▶ DATA FOR THIS EXERCISE
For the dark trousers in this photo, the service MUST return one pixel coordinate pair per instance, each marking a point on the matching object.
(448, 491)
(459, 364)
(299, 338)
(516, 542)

▶ WHAT IS NEEDED
Revise the listing above, replacing "dark trousers" with "black trousers" and leaving every other character unchanged.

▶ RIGHT ANSWER
For the black trousers in this photo, the service MUST return one pixel coordinate pair per instance, each marking a point on the matching object.
(448, 491)
(459, 364)
(299, 338)
(516, 542)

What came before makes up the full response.